§ What you should do
From the line containing "Annotate each instance of the bus windshield" through the last line of the data, return those lines exactly as written and nothing more.

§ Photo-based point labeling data
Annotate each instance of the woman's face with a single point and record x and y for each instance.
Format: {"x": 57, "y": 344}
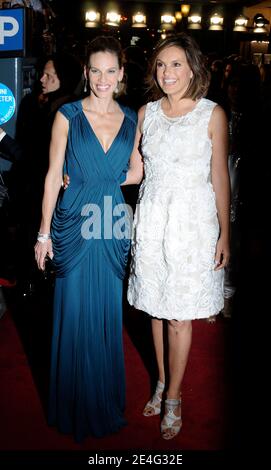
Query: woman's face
{"x": 49, "y": 80}
{"x": 172, "y": 71}
{"x": 103, "y": 73}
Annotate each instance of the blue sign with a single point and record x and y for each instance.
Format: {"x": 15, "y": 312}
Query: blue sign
{"x": 7, "y": 104}
{"x": 12, "y": 29}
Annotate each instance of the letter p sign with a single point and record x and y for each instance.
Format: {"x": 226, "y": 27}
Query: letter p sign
{"x": 9, "y": 27}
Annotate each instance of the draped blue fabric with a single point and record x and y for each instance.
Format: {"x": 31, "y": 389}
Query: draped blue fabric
{"x": 87, "y": 388}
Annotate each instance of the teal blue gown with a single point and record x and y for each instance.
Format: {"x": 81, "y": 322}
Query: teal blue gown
{"x": 87, "y": 384}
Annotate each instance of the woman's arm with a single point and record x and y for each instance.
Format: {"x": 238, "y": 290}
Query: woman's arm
{"x": 218, "y": 130}
{"x": 52, "y": 186}
{"x": 135, "y": 172}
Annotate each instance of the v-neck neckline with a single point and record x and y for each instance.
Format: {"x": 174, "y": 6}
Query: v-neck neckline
{"x": 95, "y": 135}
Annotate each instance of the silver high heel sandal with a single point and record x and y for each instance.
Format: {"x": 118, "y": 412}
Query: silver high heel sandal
{"x": 153, "y": 407}
{"x": 171, "y": 424}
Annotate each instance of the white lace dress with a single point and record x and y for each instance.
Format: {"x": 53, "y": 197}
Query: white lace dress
{"x": 176, "y": 226}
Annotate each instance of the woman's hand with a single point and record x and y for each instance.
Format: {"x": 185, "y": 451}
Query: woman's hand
{"x": 41, "y": 251}
{"x": 66, "y": 181}
{"x": 222, "y": 255}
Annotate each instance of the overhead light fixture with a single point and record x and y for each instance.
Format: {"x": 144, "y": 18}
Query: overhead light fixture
{"x": 139, "y": 20}
{"x": 194, "y": 21}
{"x": 216, "y": 22}
{"x": 178, "y": 15}
{"x": 240, "y": 23}
{"x": 112, "y": 18}
{"x": 185, "y": 9}
{"x": 92, "y": 19}
{"x": 260, "y": 23}
{"x": 168, "y": 21}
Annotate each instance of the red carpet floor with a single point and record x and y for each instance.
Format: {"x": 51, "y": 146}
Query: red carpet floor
{"x": 206, "y": 390}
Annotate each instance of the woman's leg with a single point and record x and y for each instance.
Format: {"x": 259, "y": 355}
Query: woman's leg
{"x": 153, "y": 407}
{"x": 179, "y": 342}
{"x": 157, "y": 335}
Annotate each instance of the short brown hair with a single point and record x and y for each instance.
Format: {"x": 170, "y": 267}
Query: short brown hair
{"x": 199, "y": 84}
{"x": 112, "y": 45}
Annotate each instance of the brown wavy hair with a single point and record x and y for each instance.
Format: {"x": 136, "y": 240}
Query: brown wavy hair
{"x": 200, "y": 81}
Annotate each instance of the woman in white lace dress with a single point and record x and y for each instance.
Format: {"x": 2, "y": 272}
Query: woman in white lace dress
{"x": 181, "y": 229}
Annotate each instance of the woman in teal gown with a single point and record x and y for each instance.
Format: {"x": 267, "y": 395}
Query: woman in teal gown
{"x": 87, "y": 386}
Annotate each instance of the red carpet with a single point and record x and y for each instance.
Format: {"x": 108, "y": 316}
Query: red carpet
{"x": 205, "y": 392}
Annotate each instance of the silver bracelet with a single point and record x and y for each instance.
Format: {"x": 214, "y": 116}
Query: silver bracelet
{"x": 43, "y": 237}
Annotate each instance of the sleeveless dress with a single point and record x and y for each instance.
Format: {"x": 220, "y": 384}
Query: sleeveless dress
{"x": 176, "y": 225}
{"x": 87, "y": 386}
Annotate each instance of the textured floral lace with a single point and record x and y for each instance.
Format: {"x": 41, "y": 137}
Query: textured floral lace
{"x": 176, "y": 226}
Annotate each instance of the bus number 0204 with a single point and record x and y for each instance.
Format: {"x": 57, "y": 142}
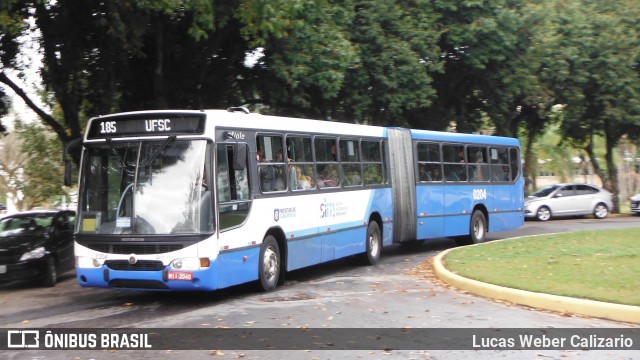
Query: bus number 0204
{"x": 479, "y": 194}
{"x": 107, "y": 127}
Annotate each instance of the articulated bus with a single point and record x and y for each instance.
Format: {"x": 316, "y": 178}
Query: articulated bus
{"x": 203, "y": 200}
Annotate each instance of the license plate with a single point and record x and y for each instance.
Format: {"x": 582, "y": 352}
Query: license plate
{"x": 180, "y": 275}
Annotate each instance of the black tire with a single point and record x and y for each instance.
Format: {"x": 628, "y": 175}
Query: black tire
{"x": 373, "y": 244}
{"x": 50, "y": 274}
{"x": 478, "y": 228}
{"x": 543, "y": 213}
{"x": 600, "y": 211}
{"x": 269, "y": 264}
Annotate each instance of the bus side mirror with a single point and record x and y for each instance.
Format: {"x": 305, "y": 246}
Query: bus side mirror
{"x": 67, "y": 172}
{"x": 67, "y": 162}
{"x": 239, "y": 156}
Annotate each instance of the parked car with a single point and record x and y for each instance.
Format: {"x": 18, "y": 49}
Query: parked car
{"x": 568, "y": 200}
{"x": 36, "y": 246}
{"x": 635, "y": 204}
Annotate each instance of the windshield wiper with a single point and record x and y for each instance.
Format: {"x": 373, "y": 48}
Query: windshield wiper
{"x": 169, "y": 140}
{"x": 123, "y": 165}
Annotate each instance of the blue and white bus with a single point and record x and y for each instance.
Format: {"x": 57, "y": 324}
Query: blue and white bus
{"x": 203, "y": 200}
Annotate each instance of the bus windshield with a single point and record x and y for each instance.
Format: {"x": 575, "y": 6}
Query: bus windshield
{"x": 145, "y": 187}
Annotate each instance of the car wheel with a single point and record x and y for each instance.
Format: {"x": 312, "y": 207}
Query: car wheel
{"x": 600, "y": 211}
{"x": 543, "y": 213}
{"x": 50, "y": 274}
{"x": 269, "y": 265}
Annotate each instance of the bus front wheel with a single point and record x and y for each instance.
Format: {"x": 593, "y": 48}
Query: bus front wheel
{"x": 373, "y": 243}
{"x": 269, "y": 265}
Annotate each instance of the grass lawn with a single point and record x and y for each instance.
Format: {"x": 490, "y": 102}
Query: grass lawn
{"x": 600, "y": 265}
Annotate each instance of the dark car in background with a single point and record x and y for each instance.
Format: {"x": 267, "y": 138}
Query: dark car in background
{"x": 568, "y": 200}
{"x": 36, "y": 246}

§ Answer to this problem
Annotate each instance of the bus windshield with a single point and record x and y for each instance.
Format: {"x": 575, "y": 6}
Query: bus windshield
{"x": 145, "y": 187}
Annotate each instance of the car wheel with a single point and record x and y for each instance.
Format: {"x": 312, "y": 207}
Query: car wheel
{"x": 600, "y": 211}
{"x": 543, "y": 213}
{"x": 50, "y": 274}
{"x": 269, "y": 265}
Annotate each instance of the bus front wheel with a single point and record x and y for each instance.
Format: {"x": 593, "y": 48}
Query: bus front wheel
{"x": 373, "y": 243}
{"x": 269, "y": 265}
Annotate each instance of the grass lawn with a single point and record x and y for each instance.
Format: {"x": 490, "y": 102}
Query: grass lawn
{"x": 600, "y": 265}
Annotate each instance of the dark car in background with a single point and record x and y for each instance.
Format: {"x": 267, "y": 138}
Query: dark car in background
{"x": 568, "y": 200}
{"x": 36, "y": 246}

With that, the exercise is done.